[Point-based annotation data]
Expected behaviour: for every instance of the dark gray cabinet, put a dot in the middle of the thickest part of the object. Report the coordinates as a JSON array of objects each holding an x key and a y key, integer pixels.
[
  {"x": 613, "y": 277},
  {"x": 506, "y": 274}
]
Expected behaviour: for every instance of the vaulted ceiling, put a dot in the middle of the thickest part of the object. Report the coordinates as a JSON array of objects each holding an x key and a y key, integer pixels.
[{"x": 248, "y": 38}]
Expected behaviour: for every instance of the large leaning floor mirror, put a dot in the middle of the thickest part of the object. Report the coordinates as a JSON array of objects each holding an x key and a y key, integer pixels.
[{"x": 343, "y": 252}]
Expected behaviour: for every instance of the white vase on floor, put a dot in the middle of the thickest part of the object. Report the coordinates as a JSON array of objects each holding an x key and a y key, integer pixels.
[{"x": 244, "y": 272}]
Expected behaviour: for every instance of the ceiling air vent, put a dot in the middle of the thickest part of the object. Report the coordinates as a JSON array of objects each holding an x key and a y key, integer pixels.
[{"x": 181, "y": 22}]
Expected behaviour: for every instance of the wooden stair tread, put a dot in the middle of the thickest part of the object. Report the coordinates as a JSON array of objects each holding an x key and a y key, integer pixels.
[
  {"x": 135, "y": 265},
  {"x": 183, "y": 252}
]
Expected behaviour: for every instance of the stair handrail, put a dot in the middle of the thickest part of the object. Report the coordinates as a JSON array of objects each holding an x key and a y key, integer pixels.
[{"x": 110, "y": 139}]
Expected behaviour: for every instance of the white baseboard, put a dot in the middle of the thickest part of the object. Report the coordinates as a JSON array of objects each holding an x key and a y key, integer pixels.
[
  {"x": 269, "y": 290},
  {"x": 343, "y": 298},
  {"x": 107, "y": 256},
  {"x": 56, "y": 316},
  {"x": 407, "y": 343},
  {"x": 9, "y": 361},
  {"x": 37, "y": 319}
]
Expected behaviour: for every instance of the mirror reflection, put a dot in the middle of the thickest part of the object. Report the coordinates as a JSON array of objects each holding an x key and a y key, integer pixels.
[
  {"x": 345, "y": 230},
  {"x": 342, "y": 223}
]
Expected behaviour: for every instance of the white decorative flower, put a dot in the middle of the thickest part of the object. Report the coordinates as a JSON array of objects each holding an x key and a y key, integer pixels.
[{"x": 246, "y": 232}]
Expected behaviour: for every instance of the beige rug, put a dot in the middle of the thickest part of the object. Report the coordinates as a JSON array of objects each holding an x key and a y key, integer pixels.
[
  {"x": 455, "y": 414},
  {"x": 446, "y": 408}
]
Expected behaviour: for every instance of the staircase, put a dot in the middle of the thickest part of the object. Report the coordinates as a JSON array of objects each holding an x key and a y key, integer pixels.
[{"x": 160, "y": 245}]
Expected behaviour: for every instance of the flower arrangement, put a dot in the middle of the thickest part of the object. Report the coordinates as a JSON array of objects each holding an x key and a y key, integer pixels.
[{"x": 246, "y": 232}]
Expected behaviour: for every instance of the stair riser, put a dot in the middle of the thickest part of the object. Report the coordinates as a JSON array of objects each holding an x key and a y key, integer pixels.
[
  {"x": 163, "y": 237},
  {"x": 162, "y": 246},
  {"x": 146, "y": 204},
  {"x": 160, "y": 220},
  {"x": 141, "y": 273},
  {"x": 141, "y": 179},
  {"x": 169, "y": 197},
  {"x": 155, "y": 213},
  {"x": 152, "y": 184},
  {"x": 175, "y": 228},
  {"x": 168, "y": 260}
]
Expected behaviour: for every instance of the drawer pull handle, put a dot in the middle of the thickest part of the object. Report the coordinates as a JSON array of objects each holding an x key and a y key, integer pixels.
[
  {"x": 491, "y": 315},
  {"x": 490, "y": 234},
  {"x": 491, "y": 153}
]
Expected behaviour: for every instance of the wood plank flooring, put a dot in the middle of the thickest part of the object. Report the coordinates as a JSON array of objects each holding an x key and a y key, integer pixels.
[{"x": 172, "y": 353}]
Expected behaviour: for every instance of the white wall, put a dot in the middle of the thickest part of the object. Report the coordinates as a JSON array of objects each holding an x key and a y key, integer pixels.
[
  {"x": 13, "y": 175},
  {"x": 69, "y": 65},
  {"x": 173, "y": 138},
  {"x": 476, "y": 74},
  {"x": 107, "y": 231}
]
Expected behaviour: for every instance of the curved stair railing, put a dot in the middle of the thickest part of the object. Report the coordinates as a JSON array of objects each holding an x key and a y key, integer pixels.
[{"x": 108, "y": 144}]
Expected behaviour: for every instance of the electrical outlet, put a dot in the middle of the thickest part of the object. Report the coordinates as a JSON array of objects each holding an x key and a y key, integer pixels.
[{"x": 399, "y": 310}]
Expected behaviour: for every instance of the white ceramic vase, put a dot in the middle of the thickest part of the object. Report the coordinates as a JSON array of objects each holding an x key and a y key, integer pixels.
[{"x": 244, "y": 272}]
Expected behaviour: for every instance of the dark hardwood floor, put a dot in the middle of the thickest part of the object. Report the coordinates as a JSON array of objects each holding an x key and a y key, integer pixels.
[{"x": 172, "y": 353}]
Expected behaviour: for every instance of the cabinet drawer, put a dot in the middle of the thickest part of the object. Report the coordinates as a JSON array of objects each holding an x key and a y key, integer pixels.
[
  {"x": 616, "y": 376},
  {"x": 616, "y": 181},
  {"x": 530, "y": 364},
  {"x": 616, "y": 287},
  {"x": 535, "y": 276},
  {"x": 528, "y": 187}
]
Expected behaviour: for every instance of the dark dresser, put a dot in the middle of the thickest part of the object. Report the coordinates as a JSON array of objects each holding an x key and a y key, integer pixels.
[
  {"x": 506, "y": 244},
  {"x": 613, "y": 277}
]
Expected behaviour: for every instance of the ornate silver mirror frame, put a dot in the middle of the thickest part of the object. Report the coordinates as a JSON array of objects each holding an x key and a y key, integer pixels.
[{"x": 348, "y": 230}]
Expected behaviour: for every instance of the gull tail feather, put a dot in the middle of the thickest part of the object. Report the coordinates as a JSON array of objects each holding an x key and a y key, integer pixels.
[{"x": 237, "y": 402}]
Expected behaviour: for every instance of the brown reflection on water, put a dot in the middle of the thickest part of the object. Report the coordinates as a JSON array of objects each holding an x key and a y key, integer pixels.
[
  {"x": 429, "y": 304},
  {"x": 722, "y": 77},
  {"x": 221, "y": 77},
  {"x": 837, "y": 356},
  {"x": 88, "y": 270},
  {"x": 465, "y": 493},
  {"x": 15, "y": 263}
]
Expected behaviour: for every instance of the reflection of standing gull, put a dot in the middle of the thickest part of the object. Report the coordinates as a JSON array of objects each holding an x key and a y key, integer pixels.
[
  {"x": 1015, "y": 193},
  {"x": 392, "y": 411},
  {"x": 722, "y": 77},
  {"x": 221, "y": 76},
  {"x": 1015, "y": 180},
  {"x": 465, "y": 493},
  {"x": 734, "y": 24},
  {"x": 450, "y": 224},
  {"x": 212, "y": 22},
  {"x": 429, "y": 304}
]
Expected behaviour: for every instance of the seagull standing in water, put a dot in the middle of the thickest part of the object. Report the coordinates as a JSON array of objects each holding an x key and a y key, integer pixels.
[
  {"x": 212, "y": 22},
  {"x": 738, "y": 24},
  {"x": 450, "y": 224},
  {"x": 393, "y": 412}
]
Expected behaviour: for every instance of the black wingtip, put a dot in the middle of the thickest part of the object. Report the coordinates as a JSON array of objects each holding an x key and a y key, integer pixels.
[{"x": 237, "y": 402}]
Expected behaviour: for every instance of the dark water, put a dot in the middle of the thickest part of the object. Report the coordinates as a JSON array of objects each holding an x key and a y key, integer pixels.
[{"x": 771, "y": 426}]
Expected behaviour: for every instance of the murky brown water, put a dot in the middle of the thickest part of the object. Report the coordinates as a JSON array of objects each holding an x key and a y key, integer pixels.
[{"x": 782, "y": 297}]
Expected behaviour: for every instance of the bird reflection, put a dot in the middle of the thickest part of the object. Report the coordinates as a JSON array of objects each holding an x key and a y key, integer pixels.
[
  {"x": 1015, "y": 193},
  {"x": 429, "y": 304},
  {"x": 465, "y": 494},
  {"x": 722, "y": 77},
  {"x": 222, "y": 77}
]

## EXERCISE:
Only the lines from the one containing "Expected behaviour: for every instance of the reflection" to the end of the data should be printed, exactly as they stand.

## SOLUTION TO THIS TASK:
Expected behaviour: for every instance of the reflection of standing gull, put a dot in the middle of the thickest part of the object. Report the coordinates as a JSON array of objects each holding an x key and a y key, integer pixels.
[
  {"x": 1015, "y": 193},
  {"x": 392, "y": 411},
  {"x": 722, "y": 77},
  {"x": 221, "y": 76},
  {"x": 1015, "y": 180},
  {"x": 465, "y": 493},
  {"x": 734, "y": 24},
  {"x": 450, "y": 224},
  {"x": 212, "y": 22},
  {"x": 429, "y": 304}
]
Expected behaviour: for every instance of the seagull standing in water, put a dot in the middle of the thickest part of the object. Report the coordinates as a JSON array of objects each holding an x key and a y key, integer pixels.
[
  {"x": 212, "y": 22},
  {"x": 738, "y": 24},
  {"x": 450, "y": 224},
  {"x": 393, "y": 412}
]
Expected behaviour: for every instance of the black wingtip, put a dot in the middle of the thickest part of the object. Report the coordinates as a JSON array of objects each holding an x key and a y key, integer pixels.
[{"x": 237, "y": 402}]
Expected behaviour: for every instance of the dark water, put a dot in the middle of the thickest part of the object. Report the coordinates as a JSON array of objects each holding an x key and a y key, integer pixels.
[{"x": 771, "y": 426}]
Expected behaviour: for every instance of the murky brown water, put a dot in the middle of the thickest part of the object. Report the coordinates as a JSON array of objects each holding an x key and a y key, integer pixels.
[{"x": 782, "y": 297}]
Expected behaviour: for every instance of the bird reflection, put a dot in the middle of the thickest part of the object. Report the coordinates as a JSON array of objects each holding an x key and a y key, integer pixels.
[
  {"x": 1015, "y": 193},
  {"x": 429, "y": 304},
  {"x": 465, "y": 494},
  {"x": 722, "y": 77},
  {"x": 222, "y": 77}
]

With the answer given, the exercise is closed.